§ **Required work**: Filter this listing down to the lines that contain the word "below", and copy them.

§ **Source data**:
+---+

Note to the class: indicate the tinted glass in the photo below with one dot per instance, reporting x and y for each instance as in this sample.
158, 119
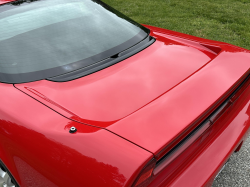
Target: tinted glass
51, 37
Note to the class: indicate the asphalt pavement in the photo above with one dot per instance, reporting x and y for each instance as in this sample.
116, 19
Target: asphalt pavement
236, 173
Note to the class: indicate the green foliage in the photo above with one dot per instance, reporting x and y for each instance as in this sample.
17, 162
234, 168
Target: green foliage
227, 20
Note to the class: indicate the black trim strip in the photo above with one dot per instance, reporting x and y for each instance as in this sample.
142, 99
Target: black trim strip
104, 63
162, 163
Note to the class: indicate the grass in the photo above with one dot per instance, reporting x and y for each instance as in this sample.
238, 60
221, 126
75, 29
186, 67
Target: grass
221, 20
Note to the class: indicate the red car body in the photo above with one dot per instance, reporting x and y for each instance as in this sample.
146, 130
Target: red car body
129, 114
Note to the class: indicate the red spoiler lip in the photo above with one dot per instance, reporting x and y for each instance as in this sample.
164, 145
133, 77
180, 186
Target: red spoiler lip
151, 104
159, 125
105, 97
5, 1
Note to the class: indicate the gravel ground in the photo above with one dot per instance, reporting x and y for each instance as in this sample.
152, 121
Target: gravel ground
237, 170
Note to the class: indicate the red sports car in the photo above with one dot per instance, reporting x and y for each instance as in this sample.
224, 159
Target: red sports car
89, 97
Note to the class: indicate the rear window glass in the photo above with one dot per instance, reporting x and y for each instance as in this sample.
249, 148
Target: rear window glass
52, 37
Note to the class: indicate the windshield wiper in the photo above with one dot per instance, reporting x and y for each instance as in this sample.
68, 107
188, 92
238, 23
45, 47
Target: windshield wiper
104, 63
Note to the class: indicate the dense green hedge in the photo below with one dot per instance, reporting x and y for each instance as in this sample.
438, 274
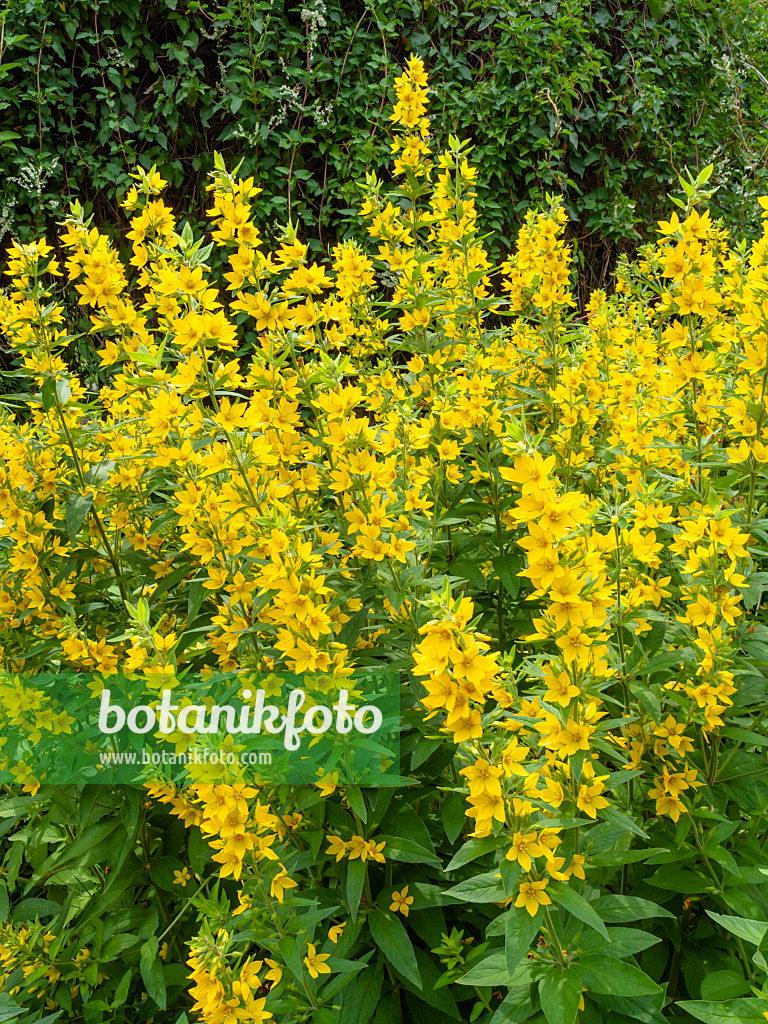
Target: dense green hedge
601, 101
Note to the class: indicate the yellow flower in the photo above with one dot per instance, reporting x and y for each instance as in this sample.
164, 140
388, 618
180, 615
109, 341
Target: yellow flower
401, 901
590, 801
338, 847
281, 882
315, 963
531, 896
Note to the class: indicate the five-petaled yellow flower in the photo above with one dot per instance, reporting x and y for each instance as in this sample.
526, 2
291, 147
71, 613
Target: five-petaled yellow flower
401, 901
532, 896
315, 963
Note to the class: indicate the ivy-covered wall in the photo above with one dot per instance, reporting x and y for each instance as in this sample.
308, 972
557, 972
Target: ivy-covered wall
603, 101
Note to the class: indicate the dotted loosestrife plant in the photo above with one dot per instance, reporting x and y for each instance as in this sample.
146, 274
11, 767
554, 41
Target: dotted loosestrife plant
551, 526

+---+

§ **Task solution**:
Note to the class: indicate the tinted glass in the photo below with one dot per instance, reporting x and y for each instance as in this sample.
Note to the class: indicate the dense green hedge in the photo below with one dot per instance, reporting x and y for each instance as in this sample.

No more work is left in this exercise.